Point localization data
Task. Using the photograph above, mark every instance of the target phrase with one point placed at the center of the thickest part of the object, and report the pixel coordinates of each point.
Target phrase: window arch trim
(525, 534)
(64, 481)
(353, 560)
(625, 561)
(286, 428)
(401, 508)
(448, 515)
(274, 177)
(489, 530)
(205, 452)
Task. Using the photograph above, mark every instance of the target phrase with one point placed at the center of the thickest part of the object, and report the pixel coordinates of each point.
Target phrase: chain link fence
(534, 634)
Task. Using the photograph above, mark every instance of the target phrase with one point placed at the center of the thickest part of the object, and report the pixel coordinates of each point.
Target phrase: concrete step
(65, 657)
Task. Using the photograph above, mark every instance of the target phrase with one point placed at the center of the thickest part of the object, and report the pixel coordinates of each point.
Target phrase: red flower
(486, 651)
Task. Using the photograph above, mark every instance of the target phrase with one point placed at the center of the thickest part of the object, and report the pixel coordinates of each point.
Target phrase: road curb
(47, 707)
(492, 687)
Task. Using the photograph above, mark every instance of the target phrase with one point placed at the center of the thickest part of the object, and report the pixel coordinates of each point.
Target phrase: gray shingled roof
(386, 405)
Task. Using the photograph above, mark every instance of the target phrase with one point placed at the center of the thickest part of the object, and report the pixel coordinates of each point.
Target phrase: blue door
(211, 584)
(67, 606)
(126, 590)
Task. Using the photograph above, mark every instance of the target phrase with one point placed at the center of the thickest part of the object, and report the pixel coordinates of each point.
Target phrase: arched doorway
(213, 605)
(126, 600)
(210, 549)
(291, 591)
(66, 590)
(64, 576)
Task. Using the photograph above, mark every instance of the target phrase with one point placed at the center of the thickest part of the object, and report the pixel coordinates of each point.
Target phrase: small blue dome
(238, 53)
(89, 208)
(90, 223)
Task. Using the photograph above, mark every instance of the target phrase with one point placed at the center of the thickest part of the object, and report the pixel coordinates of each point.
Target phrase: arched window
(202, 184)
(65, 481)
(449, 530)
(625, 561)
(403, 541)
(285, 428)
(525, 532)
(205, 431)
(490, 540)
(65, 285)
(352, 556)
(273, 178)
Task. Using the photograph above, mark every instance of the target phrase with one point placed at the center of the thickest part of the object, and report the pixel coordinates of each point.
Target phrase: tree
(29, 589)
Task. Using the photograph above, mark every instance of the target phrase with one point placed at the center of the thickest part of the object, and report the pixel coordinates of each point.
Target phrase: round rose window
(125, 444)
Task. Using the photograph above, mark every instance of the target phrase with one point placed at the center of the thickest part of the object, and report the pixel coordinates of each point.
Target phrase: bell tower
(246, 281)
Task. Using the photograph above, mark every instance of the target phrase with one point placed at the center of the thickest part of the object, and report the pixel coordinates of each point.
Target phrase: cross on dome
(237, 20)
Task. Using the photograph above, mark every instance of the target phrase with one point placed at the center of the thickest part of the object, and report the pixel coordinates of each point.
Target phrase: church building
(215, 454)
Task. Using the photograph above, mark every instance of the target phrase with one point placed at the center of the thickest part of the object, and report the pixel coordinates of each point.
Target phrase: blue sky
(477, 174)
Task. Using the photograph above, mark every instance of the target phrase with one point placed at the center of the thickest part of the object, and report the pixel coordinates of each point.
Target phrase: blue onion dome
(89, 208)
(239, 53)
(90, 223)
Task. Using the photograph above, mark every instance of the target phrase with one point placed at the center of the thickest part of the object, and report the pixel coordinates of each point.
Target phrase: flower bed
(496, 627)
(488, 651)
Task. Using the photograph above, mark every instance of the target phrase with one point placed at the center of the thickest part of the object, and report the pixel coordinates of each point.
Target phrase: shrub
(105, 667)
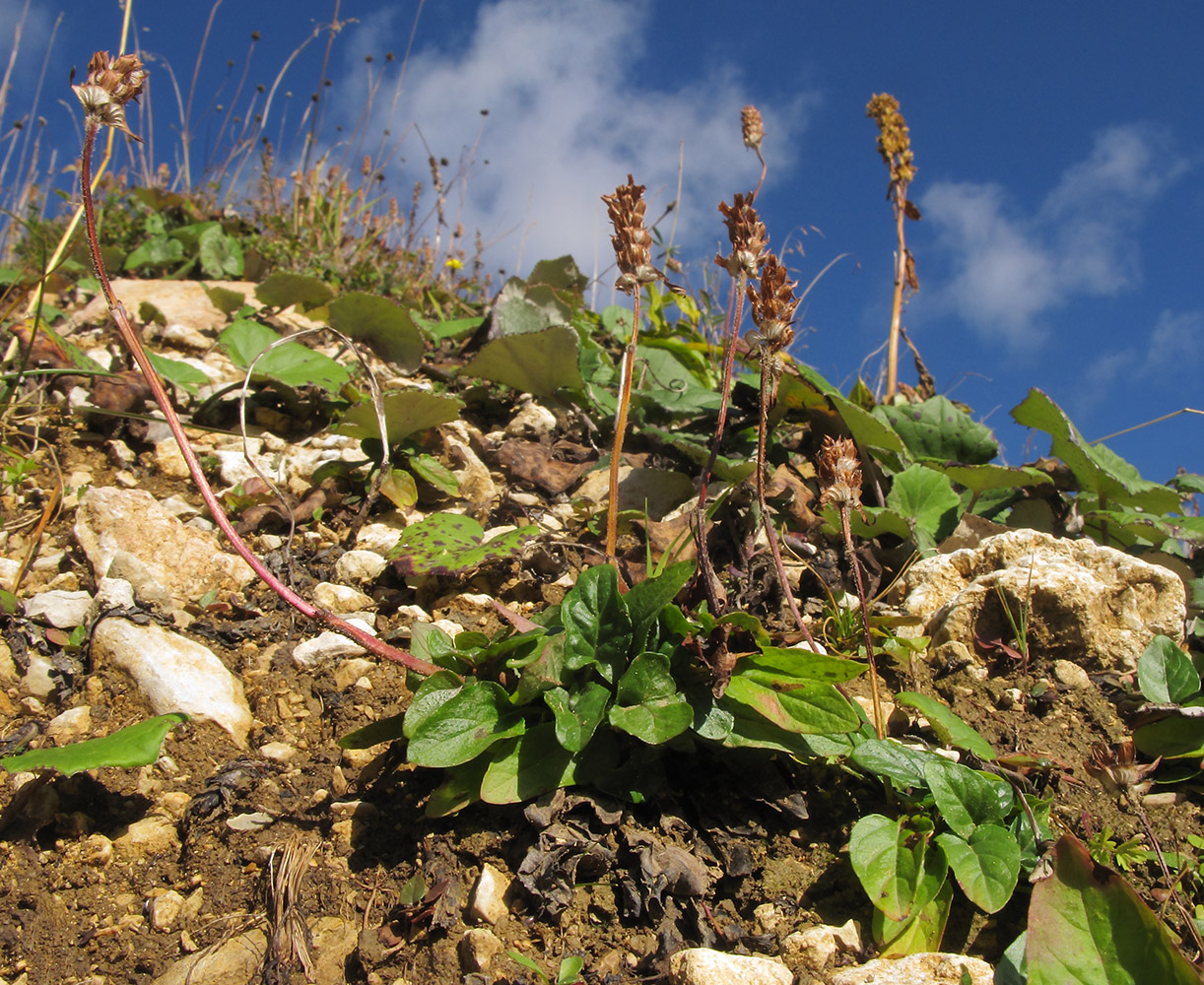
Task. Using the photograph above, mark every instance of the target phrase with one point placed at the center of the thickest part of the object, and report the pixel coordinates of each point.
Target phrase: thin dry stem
(123, 86)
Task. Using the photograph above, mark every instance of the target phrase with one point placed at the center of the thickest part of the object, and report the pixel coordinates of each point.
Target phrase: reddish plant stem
(879, 725)
(129, 336)
(766, 517)
(620, 427)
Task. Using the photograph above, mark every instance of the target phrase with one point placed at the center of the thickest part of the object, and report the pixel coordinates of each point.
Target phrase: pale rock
(37, 681)
(476, 485)
(63, 610)
(478, 948)
(183, 302)
(1090, 604)
(185, 562)
(360, 566)
(929, 968)
(153, 834)
(112, 594)
(334, 940)
(815, 947)
(326, 647)
(164, 910)
(340, 599)
(348, 672)
(174, 675)
(1072, 675)
(487, 901)
(702, 966)
(70, 725)
(659, 491)
(277, 752)
(231, 962)
(532, 422)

**About this task**
Write out once more the lines above beginning at the line with "Target phrase: reddish plant stem"; continue through the final line and stop there.

**Answer below**
Target phrase: reddish plant stem
(879, 725)
(129, 336)
(766, 517)
(620, 427)
Task. Using the photograph above, mark every instance of the target phrase with one point placed at the center of the thickest part of the object, and report the pixel coordinates of each point.
Target phrase: pale rock
(37, 681)
(476, 485)
(63, 610)
(478, 948)
(183, 302)
(1090, 604)
(185, 562)
(360, 566)
(929, 968)
(153, 834)
(112, 594)
(334, 940)
(815, 947)
(326, 647)
(164, 910)
(340, 599)
(348, 672)
(174, 675)
(1072, 675)
(487, 901)
(702, 966)
(70, 725)
(659, 491)
(277, 752)
(231, 962)
(532, 422)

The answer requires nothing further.